- Exercise directions:
Translate this sentence from the STIX standards post below into Spanish: "XML is verbose and repetitive, but this also makes the data stream very compressible."

- Provided text:
==================================================
Return to site

STIX, Stones, and Standardization Woes

Written by Alex Pinto

It is with great excitement that I have become a voting member on the new STIX/TAXII/CybOX standard technical committee! The standards are now being transitioned from DHS and MITRE's wings and to a broader community under OASIS so that they can become actual standards, and benefit from decades of experience from a great number of professionals from outside the USG. The MLSec Project was invited in recognition of the work we have been doing to analyze and demystify Threat Intelligence feeds.

I have privately done my fair share of jokes in expense of these proto-standards, such as the ever popular "Why did it have to be XML?", and the revealing "I just wanted an IP address, not all this weird structure". I am also sure some of my closest friends what are very influential and knowledgeable on the DFIR field will cast disapproving side-glances.

The fact is that, just like with the usage of word "cyber", no amount of eye rolling and snark will keep those standards from being implemented on a great number of security products. And, as many of you will agree, I'd rather have a good standard that will be actually useful than the mish-mash of custom data feeds we have today. Even worse would be a bad standard, where everyone is "forced" to implement, but then crate hidden workarounds internally to make it work with whatever they are doing.

Trust me, I am a (cyber data) engineer

However, this is not a defense of the current proto-standards or what they bring to the table now. There are at least 3 things that I have heard and experienced that I believe should be addressed on the technical committee. As we are still spinning up the standard making machine there at OASIS, I'd rather present this to you first:

1) "The whole XML thing" - I honestly do not care that much about this. I'll not be the one doing the parsing, the computer will. An XML format has at least one advantage over JSON, which is the ability to easily validate schema on all those XML parsing libraries. Yes, there are solutions like JSON Schema, but they are much less mature. XML is verbose and repetitive, but this also makes the data stream very compressible.

2) "But I just wanted to share an IP address" - STIX can be very daunting for someone who is trying to do something quick to fulfill an immediate need. And fulfilling immediate needs it ALL incident response professional that are code-literate do. There is often the need to cook something up, and then this "hack" becomes more and more useful over time, until it evolves into a full-fledged open-source project or even a commercial product. In summary, STIX/TAXII/CybOX need to become more beginner-friendly, either by having tutorials and quick start guides or even a STIX-light like core set of entities that are the most used, and how to glue them together for these simple use cases.
==================================================
- Entries:
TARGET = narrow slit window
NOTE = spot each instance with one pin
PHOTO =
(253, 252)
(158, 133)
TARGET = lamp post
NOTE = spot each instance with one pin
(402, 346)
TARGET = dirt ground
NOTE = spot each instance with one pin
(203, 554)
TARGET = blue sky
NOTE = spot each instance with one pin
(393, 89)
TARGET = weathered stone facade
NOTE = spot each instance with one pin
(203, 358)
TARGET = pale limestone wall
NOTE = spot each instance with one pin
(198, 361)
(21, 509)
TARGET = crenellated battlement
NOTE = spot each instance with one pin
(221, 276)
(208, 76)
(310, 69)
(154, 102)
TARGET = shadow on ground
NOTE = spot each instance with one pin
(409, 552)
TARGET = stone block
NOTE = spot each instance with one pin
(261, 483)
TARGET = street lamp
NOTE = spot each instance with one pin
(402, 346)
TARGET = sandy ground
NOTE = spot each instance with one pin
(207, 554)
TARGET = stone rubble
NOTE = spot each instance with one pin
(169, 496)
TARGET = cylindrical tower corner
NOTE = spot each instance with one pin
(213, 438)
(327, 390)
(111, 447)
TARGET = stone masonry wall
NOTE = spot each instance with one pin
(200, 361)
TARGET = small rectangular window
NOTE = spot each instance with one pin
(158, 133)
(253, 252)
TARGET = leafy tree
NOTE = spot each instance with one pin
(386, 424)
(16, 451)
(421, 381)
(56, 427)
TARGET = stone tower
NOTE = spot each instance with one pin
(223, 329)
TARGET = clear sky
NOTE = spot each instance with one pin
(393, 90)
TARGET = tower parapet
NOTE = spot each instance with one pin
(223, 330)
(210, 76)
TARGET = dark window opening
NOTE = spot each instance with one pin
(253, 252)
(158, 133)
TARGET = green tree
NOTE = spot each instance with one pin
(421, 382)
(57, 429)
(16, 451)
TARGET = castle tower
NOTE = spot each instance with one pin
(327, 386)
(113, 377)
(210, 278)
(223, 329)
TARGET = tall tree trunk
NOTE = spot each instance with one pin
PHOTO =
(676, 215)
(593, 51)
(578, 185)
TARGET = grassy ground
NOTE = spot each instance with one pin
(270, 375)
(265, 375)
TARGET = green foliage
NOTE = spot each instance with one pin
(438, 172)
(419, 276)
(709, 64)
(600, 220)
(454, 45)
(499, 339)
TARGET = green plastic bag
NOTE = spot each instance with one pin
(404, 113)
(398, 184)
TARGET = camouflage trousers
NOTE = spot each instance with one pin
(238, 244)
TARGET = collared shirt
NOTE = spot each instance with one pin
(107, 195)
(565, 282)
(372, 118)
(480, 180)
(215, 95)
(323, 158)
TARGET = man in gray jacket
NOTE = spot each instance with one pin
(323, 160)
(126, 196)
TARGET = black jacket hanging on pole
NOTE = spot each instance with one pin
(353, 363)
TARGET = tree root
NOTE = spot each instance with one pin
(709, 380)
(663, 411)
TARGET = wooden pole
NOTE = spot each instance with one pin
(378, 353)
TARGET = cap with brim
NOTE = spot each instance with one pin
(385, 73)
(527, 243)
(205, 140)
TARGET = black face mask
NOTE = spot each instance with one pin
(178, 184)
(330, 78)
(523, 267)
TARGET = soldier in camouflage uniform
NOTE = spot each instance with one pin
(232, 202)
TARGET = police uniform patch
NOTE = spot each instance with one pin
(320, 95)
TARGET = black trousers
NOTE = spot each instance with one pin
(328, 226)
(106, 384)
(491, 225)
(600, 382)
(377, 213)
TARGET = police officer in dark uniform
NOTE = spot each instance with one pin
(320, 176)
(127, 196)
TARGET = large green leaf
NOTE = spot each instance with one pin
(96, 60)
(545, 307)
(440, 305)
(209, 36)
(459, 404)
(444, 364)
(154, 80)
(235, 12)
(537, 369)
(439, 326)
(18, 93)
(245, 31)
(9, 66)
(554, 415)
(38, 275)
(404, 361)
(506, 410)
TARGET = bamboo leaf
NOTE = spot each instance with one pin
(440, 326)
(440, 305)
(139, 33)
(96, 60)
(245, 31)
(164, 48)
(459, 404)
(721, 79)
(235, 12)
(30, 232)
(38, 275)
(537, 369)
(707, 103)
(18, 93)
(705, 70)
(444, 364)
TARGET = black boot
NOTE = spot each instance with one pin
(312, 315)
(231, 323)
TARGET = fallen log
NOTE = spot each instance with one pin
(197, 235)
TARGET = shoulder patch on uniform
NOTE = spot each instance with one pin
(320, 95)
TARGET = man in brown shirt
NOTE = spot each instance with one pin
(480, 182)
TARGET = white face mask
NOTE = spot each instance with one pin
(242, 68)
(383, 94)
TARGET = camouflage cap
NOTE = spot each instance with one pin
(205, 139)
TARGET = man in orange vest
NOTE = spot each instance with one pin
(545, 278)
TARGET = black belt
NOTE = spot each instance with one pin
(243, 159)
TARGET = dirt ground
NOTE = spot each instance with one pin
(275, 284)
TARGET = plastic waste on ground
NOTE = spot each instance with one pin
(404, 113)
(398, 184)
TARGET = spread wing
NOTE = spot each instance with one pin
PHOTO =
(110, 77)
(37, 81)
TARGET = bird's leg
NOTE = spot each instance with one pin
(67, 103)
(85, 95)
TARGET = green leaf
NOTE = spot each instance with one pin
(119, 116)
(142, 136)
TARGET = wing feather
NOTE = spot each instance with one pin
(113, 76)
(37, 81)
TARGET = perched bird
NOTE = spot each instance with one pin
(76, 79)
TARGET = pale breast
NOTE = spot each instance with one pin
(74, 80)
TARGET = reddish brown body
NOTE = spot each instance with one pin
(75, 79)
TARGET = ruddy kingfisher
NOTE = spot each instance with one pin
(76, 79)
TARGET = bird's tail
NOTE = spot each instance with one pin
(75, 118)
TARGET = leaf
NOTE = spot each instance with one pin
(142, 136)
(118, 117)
==================================================
- Result:
XML es verboso y repetitivo, pero esto también hace que el flujo de datos sea muy comprimible.